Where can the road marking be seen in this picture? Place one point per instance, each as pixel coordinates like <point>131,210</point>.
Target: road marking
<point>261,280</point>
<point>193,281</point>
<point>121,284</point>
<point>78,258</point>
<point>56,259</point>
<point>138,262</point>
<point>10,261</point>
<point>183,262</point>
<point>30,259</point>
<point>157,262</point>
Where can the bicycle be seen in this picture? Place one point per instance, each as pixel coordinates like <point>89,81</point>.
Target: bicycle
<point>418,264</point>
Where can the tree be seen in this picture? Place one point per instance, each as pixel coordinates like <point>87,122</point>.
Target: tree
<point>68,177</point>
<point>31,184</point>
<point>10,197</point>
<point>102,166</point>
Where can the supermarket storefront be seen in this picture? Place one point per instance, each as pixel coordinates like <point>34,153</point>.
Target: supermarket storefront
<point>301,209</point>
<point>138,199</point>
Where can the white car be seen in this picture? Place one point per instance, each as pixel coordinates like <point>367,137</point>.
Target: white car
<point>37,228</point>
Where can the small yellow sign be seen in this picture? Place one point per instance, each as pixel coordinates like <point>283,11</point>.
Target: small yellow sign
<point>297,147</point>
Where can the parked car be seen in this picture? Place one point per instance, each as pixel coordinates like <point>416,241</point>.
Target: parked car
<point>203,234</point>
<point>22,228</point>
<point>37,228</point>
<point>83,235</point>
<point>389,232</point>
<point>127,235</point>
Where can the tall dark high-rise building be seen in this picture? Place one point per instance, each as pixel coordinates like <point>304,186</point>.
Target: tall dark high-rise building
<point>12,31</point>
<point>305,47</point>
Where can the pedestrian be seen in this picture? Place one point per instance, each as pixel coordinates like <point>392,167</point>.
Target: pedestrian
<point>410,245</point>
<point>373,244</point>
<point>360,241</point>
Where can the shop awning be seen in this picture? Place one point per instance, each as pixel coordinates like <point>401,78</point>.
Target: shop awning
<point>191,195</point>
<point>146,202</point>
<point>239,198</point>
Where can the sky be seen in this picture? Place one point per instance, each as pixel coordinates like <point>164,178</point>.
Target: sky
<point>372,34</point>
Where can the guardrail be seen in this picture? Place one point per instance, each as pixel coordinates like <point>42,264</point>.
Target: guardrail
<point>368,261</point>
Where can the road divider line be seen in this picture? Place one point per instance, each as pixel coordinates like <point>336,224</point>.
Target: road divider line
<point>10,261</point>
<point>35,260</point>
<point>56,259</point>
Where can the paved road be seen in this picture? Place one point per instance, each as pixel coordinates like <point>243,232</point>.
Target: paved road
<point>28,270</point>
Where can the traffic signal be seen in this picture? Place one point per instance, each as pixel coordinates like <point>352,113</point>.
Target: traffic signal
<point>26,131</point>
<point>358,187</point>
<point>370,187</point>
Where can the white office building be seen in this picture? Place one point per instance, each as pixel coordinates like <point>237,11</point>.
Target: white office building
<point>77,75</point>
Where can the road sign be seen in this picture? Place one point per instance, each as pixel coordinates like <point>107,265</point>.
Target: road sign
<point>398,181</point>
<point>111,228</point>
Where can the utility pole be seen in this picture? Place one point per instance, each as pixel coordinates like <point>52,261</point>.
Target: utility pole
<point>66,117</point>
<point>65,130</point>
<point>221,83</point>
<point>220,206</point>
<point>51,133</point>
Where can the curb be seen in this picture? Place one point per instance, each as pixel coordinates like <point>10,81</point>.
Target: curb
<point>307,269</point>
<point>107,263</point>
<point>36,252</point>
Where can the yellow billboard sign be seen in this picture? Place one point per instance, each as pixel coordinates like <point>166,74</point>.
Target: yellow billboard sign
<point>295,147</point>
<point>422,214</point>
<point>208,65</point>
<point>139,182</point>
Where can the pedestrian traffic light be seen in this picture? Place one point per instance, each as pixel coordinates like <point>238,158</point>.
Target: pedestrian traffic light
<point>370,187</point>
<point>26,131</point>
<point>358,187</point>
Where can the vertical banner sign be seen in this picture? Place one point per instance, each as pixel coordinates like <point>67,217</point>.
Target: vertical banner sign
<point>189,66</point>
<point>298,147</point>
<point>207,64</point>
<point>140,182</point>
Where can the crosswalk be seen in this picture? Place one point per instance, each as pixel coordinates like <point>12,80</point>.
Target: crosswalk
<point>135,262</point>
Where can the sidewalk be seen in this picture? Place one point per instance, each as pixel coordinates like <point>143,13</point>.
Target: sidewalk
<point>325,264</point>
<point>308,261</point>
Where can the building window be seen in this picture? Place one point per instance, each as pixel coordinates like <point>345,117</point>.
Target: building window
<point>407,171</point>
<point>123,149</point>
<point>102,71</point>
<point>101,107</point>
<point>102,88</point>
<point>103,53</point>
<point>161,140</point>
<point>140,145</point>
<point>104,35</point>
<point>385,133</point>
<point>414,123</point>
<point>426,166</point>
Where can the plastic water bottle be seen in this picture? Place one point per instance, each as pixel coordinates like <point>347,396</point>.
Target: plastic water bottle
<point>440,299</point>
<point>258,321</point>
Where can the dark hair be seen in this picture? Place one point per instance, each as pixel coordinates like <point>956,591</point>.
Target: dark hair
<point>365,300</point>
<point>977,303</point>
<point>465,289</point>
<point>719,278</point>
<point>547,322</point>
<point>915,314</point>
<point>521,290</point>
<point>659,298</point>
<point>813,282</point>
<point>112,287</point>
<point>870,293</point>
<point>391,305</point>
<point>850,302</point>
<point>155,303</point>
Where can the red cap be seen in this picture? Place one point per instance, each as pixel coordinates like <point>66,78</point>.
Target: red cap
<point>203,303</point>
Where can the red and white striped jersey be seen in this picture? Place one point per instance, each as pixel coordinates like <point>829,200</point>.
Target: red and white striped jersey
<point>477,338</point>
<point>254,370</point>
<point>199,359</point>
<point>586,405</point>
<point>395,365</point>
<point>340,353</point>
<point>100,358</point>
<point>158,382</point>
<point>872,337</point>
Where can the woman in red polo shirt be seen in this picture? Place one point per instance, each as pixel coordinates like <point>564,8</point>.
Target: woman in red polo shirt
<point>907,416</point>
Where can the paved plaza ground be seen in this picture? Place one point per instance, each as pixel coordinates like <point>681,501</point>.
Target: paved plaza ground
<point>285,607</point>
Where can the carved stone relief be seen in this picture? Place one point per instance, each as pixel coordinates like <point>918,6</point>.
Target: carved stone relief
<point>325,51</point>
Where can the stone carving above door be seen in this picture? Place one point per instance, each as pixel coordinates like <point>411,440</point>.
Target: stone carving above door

---

▶ _Task instructions_
Reproduce the final stretch of the data above: every line from the one holding "Where can the red cap" through the end, inclusive, exactly as written and nothing else.

▶ _Worked answer_
Where can the red cap be seen in this picture? Place one point per instance, each as pixel coordinates like <point>66,78</point>.
Target: red cap
<point>203,303</point>
Where can the red and white striped jersey be seen in this picture? Place one point per instance, each as pixel coordinates like <point>829,200</point>.
Target: red and white striped jersey
<point>477,338</point>
<point>254,370</point>
<point>199,359</point>
<point>586,405</point>
<point>395,365</point>
<point>340,353</point>
<point>100,358</point>
<point>158,382</point>
<point>872,337</point>
Where can the woman in red polo shirt be seen in this picture? Place one point per instance, each as pixel coordinates like <point>564,8</point>.
Target: woman in red polo shirt
<point>907,416</point>
Where can the paved plaza ground be seen in this picture? Place one point per instance, each as pixel coordinates like <point>681,501</point>.
Target: paved plaza ground
<point>285,607</point>
Where can the carved stone relief be seen in this picture? Place one point per instance, each as pixel coordinates like <point>918,6</point>.
Target: carved stone relief
<point>325,51</point>
Where can the stone carving above door be seen in this picture? Place one point per instance, each as pixel coordinates like <point>411,440</point>.
Target: stone carving above door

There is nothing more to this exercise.